What you should do.
Offset every x and y coordinate in the answers by 66, and reproduce the listing, requests included, from the line with "Q: For every instance of the forehead" up to and including the final line of the listing. Give only those lines.
---------- Stored rows ----------
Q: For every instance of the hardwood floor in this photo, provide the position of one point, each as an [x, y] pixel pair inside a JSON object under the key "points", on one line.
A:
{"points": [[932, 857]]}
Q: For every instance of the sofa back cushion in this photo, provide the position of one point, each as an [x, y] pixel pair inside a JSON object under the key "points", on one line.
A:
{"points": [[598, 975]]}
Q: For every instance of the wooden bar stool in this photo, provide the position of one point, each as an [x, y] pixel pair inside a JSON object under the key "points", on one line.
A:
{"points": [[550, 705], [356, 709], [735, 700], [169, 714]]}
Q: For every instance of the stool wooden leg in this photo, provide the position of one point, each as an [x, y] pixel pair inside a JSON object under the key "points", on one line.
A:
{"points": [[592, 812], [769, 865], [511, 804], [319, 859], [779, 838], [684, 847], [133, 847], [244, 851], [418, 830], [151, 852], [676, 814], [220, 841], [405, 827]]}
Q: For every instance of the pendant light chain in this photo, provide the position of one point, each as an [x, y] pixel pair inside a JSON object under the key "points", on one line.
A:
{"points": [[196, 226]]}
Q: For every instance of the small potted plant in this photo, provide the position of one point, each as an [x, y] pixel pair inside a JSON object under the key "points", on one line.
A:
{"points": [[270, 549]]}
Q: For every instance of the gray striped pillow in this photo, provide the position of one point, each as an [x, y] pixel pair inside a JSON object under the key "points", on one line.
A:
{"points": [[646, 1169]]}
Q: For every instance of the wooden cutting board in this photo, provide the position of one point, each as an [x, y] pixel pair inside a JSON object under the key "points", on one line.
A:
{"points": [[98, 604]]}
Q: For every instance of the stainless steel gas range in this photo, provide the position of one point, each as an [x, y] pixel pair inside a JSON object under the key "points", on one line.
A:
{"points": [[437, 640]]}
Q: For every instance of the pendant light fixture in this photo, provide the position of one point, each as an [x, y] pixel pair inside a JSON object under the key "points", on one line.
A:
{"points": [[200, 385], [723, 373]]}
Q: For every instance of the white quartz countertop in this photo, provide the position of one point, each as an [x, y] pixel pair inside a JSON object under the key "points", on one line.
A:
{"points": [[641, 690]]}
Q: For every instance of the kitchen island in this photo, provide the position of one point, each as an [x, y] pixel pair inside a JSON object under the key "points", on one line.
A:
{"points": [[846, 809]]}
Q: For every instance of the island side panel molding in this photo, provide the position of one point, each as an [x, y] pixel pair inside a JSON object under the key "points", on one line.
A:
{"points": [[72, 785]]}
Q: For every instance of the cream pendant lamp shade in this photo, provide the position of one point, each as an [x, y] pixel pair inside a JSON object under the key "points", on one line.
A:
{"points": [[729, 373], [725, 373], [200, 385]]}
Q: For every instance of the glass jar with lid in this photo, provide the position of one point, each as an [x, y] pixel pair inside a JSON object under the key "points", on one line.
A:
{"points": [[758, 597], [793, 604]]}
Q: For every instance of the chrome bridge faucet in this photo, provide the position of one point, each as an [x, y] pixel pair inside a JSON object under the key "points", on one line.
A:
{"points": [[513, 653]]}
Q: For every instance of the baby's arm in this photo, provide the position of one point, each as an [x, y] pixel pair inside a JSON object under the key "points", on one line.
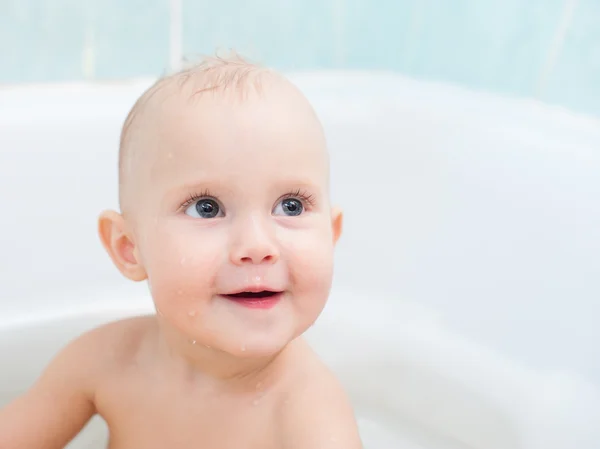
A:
{"points": [[320, 416], [58, 405]]}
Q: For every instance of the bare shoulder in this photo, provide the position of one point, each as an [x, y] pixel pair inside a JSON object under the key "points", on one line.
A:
{"points": [[317, 412], [105, 348]]}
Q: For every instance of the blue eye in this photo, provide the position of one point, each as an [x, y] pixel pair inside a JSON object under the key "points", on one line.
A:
{"points": [[291, 207], [204, 208]]}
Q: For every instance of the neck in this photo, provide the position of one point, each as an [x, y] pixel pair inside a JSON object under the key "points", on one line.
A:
{"points": [[195, 361]]}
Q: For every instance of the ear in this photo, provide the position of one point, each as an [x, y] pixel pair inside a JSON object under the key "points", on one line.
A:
{"points": [[119, 245], [337, 218]]}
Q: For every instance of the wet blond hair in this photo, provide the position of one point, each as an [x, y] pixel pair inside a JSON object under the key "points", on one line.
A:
{"points": [[218, 74]]}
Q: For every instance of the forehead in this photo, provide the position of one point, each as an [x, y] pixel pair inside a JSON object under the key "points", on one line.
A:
{"points": [[272, 134]]}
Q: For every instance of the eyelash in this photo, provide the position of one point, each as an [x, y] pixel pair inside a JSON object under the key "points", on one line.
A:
{"points": [[307, 198]]}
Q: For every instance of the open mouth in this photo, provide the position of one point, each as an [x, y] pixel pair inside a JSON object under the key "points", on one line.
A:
----------
Result of this exercise.
Q: For every instance of the forehead in this photo, provide the position of one point, each as an [x, y] pixel pair inside a JSON object under the key "points", on one line.
A:
{"points": [[338, 200]]}
Q: For every instance of the eyelash in this photo, provide the position of one point, each as an [x, y] pixel pair inside a JSON object under the key "points", on one line.
A:
{"points": [[373, 264]]}
Q: For every instance of the open mouth in this photo, provide the position of one point, each as an [x, y] pixel pair inside a JSON object under the key "points", on one line.
A:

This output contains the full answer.